## [WORK INSTRUCTIONS]
From the entries below, output the line with "Would you mind pointing out the row" and each following line up to and including the line with "Would you mind pointing out the green", exactly as written.

## [INPUT MATERIAL]

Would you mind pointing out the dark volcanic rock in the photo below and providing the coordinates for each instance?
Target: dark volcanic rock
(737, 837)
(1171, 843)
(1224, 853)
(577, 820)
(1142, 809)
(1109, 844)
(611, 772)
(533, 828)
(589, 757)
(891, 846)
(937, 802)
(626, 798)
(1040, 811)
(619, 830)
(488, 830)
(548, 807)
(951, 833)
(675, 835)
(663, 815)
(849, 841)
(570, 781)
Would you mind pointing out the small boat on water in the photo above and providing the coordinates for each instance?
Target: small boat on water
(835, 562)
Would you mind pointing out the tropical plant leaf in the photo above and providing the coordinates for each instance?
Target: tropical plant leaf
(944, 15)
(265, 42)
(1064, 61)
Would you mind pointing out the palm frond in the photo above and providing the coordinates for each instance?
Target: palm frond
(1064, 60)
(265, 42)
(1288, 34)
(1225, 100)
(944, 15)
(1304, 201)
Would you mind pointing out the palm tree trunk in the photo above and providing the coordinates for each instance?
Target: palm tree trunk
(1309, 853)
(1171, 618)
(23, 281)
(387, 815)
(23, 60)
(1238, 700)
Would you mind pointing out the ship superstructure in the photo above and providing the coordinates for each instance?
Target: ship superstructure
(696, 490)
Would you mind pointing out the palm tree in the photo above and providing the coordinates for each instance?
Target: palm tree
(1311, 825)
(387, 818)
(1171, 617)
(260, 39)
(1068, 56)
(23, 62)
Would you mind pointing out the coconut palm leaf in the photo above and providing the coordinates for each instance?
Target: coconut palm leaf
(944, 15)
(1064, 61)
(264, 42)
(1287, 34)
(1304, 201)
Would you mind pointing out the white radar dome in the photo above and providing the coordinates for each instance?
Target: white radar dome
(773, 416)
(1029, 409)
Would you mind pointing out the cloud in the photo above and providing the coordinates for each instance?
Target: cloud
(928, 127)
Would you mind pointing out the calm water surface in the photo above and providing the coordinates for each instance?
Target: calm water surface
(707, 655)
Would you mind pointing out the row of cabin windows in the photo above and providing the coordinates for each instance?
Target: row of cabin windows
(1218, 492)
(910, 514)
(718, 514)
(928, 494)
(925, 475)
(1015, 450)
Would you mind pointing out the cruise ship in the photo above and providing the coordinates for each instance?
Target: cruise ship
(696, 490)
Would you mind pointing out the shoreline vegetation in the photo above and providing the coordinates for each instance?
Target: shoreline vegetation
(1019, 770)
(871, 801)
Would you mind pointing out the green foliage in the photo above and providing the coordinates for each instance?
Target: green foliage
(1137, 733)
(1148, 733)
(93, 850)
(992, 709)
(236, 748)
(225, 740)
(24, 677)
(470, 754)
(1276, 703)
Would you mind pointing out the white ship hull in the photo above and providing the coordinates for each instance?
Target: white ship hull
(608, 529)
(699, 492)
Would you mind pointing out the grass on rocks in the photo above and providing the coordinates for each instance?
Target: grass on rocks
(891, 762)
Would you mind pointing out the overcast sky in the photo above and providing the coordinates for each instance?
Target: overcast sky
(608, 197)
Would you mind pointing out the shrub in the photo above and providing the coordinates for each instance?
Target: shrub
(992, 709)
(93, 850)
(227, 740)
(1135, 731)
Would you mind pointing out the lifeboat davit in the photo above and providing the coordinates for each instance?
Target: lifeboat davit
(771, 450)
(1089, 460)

## [TASK ANSWER]
Would you mind pointing out the row of cabin windows in the photo above and providing the coordinates for each instance?
Target: row of cabin windows
(1218, 492)
(910, 514)
(718, 514)
(928, 494)
(925, 475)
(1015, 450)
Would you mind pointing out the cruise ship in the photo above and providing the coordinates for each instance?
Target: cruise ship
(696, 490)
Would you mind pointing out the shoreline vegetation in the photo above and providing the coordinates for each instance?
Target: shoreline vegetation
(1019, 770)
(871, 801)
Would you mind pointing out the green foliage in the photo above and providing the coordinates for each instance?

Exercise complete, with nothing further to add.